> WORK INSTRUCTION
Each record below is to be set down again precisely.

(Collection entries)
- Opening Delimiter -
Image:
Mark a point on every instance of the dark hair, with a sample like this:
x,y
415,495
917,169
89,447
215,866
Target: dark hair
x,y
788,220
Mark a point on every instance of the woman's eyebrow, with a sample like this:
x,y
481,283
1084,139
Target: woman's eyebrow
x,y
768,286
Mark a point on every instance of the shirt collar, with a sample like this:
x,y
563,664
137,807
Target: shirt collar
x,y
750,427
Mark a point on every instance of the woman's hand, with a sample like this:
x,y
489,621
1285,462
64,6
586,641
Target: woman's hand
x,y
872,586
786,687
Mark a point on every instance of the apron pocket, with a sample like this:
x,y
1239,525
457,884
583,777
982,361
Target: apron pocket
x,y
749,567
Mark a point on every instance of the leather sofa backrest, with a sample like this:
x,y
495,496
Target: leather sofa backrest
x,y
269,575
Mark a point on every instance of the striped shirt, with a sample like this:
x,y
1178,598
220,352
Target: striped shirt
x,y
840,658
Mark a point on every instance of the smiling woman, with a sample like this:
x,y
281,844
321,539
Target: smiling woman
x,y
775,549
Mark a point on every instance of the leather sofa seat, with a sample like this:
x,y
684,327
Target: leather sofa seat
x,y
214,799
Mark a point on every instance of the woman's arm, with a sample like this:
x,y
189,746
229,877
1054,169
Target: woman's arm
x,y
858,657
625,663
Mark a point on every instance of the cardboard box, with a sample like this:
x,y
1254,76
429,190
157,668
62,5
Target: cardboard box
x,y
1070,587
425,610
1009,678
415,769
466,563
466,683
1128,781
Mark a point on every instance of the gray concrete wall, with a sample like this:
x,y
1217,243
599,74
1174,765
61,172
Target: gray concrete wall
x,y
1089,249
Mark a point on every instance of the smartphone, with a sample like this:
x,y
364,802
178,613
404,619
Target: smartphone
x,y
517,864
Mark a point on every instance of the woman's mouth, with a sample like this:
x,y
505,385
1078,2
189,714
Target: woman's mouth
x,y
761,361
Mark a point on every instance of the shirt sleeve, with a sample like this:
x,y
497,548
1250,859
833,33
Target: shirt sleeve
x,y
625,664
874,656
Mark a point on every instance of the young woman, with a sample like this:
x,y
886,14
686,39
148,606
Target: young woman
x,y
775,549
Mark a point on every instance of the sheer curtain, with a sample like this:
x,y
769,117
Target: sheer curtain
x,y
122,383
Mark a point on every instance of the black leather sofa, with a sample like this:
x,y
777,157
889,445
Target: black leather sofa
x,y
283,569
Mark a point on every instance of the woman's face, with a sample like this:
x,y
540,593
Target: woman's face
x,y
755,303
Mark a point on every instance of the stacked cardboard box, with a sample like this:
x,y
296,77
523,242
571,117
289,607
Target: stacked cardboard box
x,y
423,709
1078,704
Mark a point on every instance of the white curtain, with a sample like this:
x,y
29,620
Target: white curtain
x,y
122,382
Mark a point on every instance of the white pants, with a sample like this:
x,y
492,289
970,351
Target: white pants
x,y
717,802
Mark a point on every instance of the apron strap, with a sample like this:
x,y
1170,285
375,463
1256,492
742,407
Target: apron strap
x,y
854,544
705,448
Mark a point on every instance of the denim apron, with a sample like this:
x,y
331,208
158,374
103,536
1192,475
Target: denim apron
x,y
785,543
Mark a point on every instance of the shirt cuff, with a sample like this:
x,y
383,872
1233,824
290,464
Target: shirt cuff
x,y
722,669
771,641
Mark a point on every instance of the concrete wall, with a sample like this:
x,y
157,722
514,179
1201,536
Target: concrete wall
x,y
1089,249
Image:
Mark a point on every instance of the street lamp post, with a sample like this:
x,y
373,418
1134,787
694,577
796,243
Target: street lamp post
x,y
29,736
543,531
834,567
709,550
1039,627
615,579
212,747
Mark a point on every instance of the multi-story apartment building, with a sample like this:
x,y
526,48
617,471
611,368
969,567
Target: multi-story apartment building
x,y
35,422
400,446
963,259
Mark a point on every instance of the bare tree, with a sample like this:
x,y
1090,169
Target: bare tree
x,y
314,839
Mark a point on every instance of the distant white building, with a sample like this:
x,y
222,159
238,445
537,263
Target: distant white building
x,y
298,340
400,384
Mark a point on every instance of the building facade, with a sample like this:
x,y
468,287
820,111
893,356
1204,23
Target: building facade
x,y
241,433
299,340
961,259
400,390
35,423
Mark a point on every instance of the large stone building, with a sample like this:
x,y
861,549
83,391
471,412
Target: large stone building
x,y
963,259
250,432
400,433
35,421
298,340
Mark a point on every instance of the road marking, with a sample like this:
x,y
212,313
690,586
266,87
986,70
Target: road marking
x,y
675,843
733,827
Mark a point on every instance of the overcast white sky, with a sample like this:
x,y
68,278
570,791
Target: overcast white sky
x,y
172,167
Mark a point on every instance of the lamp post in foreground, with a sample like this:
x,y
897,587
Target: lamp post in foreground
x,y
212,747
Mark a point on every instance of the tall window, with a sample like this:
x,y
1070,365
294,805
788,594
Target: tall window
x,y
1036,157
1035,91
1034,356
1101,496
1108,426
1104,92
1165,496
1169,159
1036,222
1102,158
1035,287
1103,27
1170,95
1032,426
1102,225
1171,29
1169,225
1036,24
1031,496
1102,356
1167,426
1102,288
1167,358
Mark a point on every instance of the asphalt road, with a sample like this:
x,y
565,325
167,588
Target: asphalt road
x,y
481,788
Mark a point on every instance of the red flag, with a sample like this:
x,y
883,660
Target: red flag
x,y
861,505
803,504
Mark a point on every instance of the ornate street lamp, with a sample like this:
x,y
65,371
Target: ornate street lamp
- Closing Delimiter -
> ANSWER TO THIS TASK
Image:
Mark a point on every instance of the dark hair, with a sample like this:
x,y
415,495
917,169
89,447
215,866
Target: dark hair
x,y
788,220
Mark a point on every instance of the woman's eyebrow, with a sample like this:
x,y
481,283
1084,139
Target: woman's eyebrow
x,y
768,286
Mark a point on every instance of the shirt collar, with a sample like this:
x,y
563,664
137,807
Target: shirt collar
x,y
750,427
Mark a point on every instance of the woman's hand, with a sample like this:
x,y
489,621
1285,462
64,6
586,641
Target: woman's hand
x,y
872,586
786,687
Mark a point on every instance of the apron pocket, with a sample like this:
x,y
1239,525
457,884
583,777
982,361
Target: apron pocket
x,y
749,567
Mark a point on every instance of the leather sofa backrest, with a sample like this:
x,y
495,496
Target: leather sofa backrest
x,y
269,575
Mark a point on every instance of the striped shirt, with a sample like this:
x,y
1178,598
220,352
Target: striped shirt
x,y
840,658
Mark a point on every instance of the smiling woman, with a sample like this:
x,y
281,844
321,539
Target: smiling woman
x,y
775,549
Mark a point on every instance of the leather sofa seat, with a sample like this:
x,y
684,327
Target: leather sofa seat
x,y
214,799
Mark a point on every instance of the woman's arm, with a sample like this:
x,y
189,746
229,877
1054,169
Target: woman's arm
x,y
858,657
625,663
Mark a point on every instance of the cardboard box, with a sample like this:
x,y
1254,76
429,190
157,668
62,5
Target: cardboard box
x,y
1070,587
425,610
1009,678
415,769
466,563
466,683
1128,781
Mark a point on every instance of the gray concrete wall, with a sample like this:
x,y
1217,243
599,74
1174,765
61,172
Target: gray concrete wall
x,y
1089,249
Mark a point on every instance of the smartphone, with a sample like this:
x,y
364,802
178,613
404,619
Target: smartphone
x,y
517,864
Mark a point on every instance of the woman's mouth, with a sample like this:
x,y
505,385
1078,2
189,714
Target: woman's mouth
x,y
761,361
Mark a point on every instance of the shirt sleeve, with a sample like this:
x,y
497,548
1250,859
833,33
Target: shirt sleeve
x,y
625,664
874,656
Mark a point on every instance of the young woman, with a sample like this:
x,y
886,14
686,39
148,606
Target: young woman
x,y
775,549
Mark a point on every instance of the sheer curtain, with a sample like this:
x,y
769,117
Target: sheer curtain
x,y
122,383
Mark a point on every instance of the black leather sofa, with a sample like this:
x,y
777,157
889,445
Target: black leather sofa
x,y
283,569
Mark a point on every instance of the woman's face, with a sample like this:
x,y
540,593
Target: woman's face
x,y
755,303
Mark a point on every instance of the stacked cardboard box, with a sample like this:
x,y
296,77
523,242
571,117
289,607
Target: stacked cardboard box
x,y
423,709
1078,704
Mark a point on every instance of the white curtain, with a sample like this:
x,y
29,620
Target: white curtain
x,y
122,382
Mark a point on every instance of the white pants, with a sample like this:
x,y
492,289
970,351
Target: white pants
x,y
717,802
Mark a point on every instance of the apron strap, with a sample like this:
x,y
1170,285
375,463
1256,492
742,407
Target: apron strap
x,y
854,544
705,448
Mark a point on every instance of the denim apron, with a sample like this:
x,y
331,208
158,374
103,536
1192,475
Target: denim apron
x,y
785,543
Mark a point on every instance of the shirt cuff, with a sample like this:
x,y
383,872
1233,824
290,464
Target: shirt cuff
x,y
722,669
771,641
Mark a point on every instance of the concrete wall, with a sample like this:
x,y
157,722
514,179
1201,536
Target: concrete wall
x,y
1089,249
Image:
Mark a point on every instance of the street lamp post, with a sample like this:
x,y
373,418
1134,787
694,577
796,243
Target: street lamp post
x,y
29,736
543,531
834,567
709,550
1039,627
615,579
212,747
Mark a point on every instance of the multi-story apartment building, with a sample like this:
x,y
526,48
617,471
611,368
969,567
Target: multi-story apartment building
x,y
35,422
400,446
963,259
Mark a point on every instance of the bare tree, with a sample like this:
x,y
1090,169
Target: bare tree
x,y
314,839
Mark a point on every instance of the distant white building, with a sample like this:
x,y
222,159
238,445
537,263
Target: distant white building
x,y
298,340
400,384
Mark a point on every instance of the building facade, with a sample like this:
x,y
468,287
820,111
893,356
1204,23
Target: building facade
x,y
241,433
299,340
961,259
400,390
35,423
Mark a point on every instance of the large stone building, with a sample like this:
x,y
861,549
83,391
471,412
Target: large stone building
x,y
963,259
250,432
400,433
35,421
298,340
Mark a point on every instance of the road marking, with a sample like this:
x,y
212,313
690,586
266,87
986,70
Target: road marking
x,y
675,843
733,827
Mark a point on every instance of the overcast white sky, with a sample like this:
x,y
68,278
570,791
Target: overcast white sky
x,y
172,167
Mark a point on every instance of the lamp post in foreground, with a sample like this:
x,y
897,587
Target: lamp post in foreground
x,y
212,747
Mark a point on every instance of the tall window, with a sample like this:
x,y
1070,365
294,805
788,594
Target: tall window
x,y
1036,157
1035,91
1034,356
1101,496
1108,426
1104,92
1165,496
1169,159
1036,222
1102,158
1035,287
1103,27
1170,95
1032,426
1102,225
1171,29
1169,225
1036,24
1031,496
1102,356
1167,426
1102,288
1167,358
Mark a point on every instance of the asphalt road, with a sample like this:
x,y
565,325
167,588
Target: asphalt road
x,y
481,788
Mark a point on every instance of the red flag, with a sample like this:
x,y
883,660
Target: red flag
x,y
861,505
803,504
Mark a point on every instance of the ornate street lamp, with a sample like this:
x,y
65,371
Target: ornate street lamp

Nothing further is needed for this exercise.